* What the task asks: What you return must match the records character for character.
Records shown Block Start
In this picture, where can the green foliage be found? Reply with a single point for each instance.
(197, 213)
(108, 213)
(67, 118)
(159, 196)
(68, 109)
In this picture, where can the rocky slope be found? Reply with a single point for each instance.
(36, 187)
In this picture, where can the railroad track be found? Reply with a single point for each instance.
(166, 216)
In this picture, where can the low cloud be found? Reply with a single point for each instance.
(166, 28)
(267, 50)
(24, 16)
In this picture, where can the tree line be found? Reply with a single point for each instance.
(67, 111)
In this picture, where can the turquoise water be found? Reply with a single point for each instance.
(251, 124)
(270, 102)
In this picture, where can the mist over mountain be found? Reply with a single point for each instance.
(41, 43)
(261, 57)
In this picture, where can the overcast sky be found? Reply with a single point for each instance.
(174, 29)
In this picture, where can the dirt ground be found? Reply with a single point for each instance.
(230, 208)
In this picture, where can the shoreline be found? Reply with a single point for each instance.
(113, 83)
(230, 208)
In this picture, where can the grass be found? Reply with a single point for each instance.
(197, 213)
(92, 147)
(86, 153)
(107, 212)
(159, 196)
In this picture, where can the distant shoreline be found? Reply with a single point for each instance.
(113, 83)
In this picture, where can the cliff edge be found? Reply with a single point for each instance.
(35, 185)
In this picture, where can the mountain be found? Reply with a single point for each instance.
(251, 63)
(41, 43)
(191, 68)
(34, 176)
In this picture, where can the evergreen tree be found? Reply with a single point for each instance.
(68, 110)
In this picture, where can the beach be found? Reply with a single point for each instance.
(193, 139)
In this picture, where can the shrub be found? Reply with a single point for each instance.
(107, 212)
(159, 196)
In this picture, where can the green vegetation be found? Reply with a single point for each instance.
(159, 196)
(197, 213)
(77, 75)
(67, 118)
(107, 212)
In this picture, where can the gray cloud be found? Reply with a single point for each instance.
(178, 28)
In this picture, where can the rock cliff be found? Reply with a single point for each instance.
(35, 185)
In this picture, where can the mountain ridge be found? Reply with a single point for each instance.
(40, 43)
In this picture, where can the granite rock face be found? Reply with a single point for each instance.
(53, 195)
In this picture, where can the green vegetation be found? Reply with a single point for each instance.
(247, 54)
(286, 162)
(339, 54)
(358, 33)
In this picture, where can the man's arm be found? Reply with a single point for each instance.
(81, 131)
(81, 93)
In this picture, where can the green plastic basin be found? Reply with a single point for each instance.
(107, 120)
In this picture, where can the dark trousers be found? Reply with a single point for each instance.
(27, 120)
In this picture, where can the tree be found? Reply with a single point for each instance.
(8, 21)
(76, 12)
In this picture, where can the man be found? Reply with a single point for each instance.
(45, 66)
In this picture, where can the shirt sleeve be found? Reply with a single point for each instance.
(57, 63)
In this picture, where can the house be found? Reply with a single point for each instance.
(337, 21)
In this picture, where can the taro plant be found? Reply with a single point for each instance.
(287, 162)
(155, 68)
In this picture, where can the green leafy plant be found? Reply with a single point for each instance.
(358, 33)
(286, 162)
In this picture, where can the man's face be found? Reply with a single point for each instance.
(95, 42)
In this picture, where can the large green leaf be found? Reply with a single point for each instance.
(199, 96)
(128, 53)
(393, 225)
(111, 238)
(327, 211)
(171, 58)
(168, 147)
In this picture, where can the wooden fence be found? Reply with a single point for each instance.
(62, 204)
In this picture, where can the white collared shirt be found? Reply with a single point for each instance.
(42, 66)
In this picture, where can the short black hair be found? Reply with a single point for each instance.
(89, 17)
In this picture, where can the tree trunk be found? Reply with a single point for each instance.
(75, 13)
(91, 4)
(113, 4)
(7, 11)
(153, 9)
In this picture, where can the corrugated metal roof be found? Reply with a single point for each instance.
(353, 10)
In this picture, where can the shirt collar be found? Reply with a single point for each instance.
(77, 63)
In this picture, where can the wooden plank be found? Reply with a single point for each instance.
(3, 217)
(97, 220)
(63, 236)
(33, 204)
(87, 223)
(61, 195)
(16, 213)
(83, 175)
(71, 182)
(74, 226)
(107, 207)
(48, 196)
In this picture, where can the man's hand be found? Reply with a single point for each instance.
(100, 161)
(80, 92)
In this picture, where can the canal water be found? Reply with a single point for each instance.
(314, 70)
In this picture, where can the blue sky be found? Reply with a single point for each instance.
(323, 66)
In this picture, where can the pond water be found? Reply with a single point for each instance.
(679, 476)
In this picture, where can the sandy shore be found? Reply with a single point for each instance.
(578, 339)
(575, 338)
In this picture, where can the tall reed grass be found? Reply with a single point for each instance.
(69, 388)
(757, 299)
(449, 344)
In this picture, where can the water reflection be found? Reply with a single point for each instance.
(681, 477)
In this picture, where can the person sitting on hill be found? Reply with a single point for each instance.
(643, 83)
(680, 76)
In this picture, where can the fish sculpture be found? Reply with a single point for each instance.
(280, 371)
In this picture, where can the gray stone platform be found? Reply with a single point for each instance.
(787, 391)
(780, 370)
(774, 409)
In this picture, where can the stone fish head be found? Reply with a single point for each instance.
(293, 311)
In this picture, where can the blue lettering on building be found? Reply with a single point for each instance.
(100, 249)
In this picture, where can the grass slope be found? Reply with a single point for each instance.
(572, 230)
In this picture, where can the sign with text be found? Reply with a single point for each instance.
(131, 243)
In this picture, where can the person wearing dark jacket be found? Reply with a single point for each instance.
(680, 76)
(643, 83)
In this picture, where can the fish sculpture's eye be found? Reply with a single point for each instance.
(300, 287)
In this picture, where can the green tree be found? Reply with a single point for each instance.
Records shown Block End
* Exercise solution:
In this picture, where can the green foliage be found? Reply with a single point for each instance.
(197, 213)
(108, 213)
(67, 118)
(159, 196)
(68, 109)
In this picture, where can the rocky slope be found? Reply with a single point for each instance.
(36, 187)
In this picture, where can the railroad track be found? Reply with a single point for each instance.
(166, 216)
In this picture, where can the low cloud be found? Reply with a single point for each instance.
(166, 28)
(267, 50)
(24, 16)
In this picture, where can the tree line be found? Reply with a single point for each instance.
(67, 111)
In this picture, where can the turquoise water be found? Reply with a single point for each instance.
(251, 124)
(270, 102)
In this picture, where can the mist over mountain be found? Reply with a single point for each instance.
(41, 43)
(261, 57)
In this picture, where can the overcast sky be found? Reply with a single point for each instance.
(174, 29)
In this picture, where can the dirt ground be found? Reply with a single point for each instance.
(230, 208)
In this picture, where can the shoreline be found? Reply with a single point for each instance.
(113, 83)
(230, 208)
In this picture, where can the grass be found? Reply with a single point for each instance.
(197, 213)
(92, 147)
(86, 153)
(107, 212)
(159, 196)
In this picture, where can the distant shoreline be found? Reply with a single point for each instance.
(113, 83)
In this picture, where can the cliff edge be found? Reply with a single point for each instance.
(35, 185)
In this picture, where can the mountain be found? Reply with a single point for each instance.
(251, 63)
(41, 43)
(191, 68)
(34, 176)
In this picture, where can the evergreen tree be found? Reply with a single point for each instance.
(68, 110)
In this picture, where can the beach be found? Reply with a single point for each instance.
(193, 139)
In this picture, where can the shrub be found? Reply with a single point for each instance.
(107, 212)
(159, 196)
In this picture, where can the green vegetation be found? Reply with a single point for each instance.
(159, 196)
(197, 213)
(77, 75)
(67, 118)
(107, 212)
In this picture, where can the gray cloud be found? Reply with a single point for each instance.
(178, 28)
In this picture, where can the rock cliff be found? Reply with a single point for each instance.
(35, 185)
In this picture, where can the mountain ridge be found? Reply with a single point for each instance.
(40, 43)
In this picture, where can the granite rock face be found? Reply with a single point for each instance.
(53, 195)
In this picture, where can the green vegetation be found? Reply with a single point for each instance.
(247, 54)
(286, 162)
(339, 54)
(358, 33)
In this picture, where can the man's arm be found? Reply with a single point for each instance.
(81, 131)
(81, 93)
In this picture, where can the green plastic basin be found? Reply with a single point for each instance.
(107, 120)
In this picture, where can the dark trousers be found? Reply with a single point for each instance.
(27, 120)
In this picture, where can the tree be found? Reply with a single point for each instance.
(8, 21)
(76, 12)
In this picture, where can the man be found? Reply with a single point for each instance.
(45, 66)
In this picture, where can the shirt sleeve be found? Reply with a single point for each instance.
(57, 63)
In this picture, where can the house be found? Reply with a single point for each instance.
(337, 21)
In this picture, where can the taro plant be found? Reply with a single point for each instance.
(287, 162)
(155, 68)
In this picture, where can the green leafy plant be found? Reply with a single point for each instance.
(358, 33)
(286, 162)
In this picture, where can the man's face be found? Reply with a single point for each instance.
(95, 42)
In this picture, where can the large green leaf be found? Reply with a single point for each instance.
(199, 96)
(128, 53)
(393, 225)
(111, 238)
(327, 211)
(171, 58)
(168, 147)
In this picture, where can the wooden fence be found? Reply with a single point for each instance.
(62, 204)
In this picture, where can the white collared shirt be found? Reply with a single point for each instance.
(42, 66)
In this picture, where can the short black hair be found? Reply with a single point for each instance.
(89, 17)
In this picture, where can the tree trunk be found? Reply with a single point for each instance.
(75, 13)
(91, 4)
(113, 4)
(7, 11)
(153, 9)
In this picture, where can the corrugated metal roof be found? Reply with a single point for each instance.
(353, 10)
In this picture, where can the shirt collar be found? Reply with a single point for each instance.
(77, 63)
In this picture, where can the wooden plank be found? Reply with a single point for each instance.
(3, 217)
(97, 220)
(63, 236)
(33, 204)
(87, 223)
(61, 195)
(16, 213)
(83, 175)
(71, 182)
(74, 226)
(107, 207)
(48, 196)
In this picture, where can the man's hand be found? Reply with a single point for each instance.
(100, 161)
(80, 92)
In this picture, where can the canal water be found? Reply with a single point for each instance.
(314, 70)
In this picture, where can the blue sky be found? Reply with a single point for each instance.
(323, 66)
In this picture, where can the pond water be found? Reply with a single point for each instance.
(679, 476)
In this picture, where can the sandy shore be found? Reply with a single point for each instance.
(578, 339)
(575, 338)
In this picture, where can the tall reed grass be found? Reply with a single point for each instance.
(69, 388)
(757, 299)
(449, 344)
In this picture, where can the water reflection be found? Reply with a single point for each instance.
(681, 477)
In this picture, where can the person sitting on hill be found? Reply with a single point for each instance.
(643, 83)
(680, 76)
In this picture, where can the fish sculpture be found? Reply with a single point for each instance.
(280, 371)
In this picture, where can the gray stone platform be found? Reply with a single point for each instance.
(787, 391)
(780, 370)
(774, 409)
In this picture, where can the stone fish head be found? Reply with a single point for each instance.
(293, 311)
In this picture, where can the blue lettering on building be found? Reply with a single point for each instance.
(100, 249)
In this picture, where can the grass slope be found? Reply with a single point for each instance.
(572, 230)
In this picture, where can the sign with text be found? Reply with a single point for each instance.
(131, 243)
In this picture, where can the person wearing dark jacket be found? Reply with a single point for each instance.
(680, 76)
(643, 83)
In this picture, where can the fish sculpture's eye be found? Reply with a single point for each instance.
(300, 287)
In this picture, where can the green tree be found? Reply with a single point for each instance.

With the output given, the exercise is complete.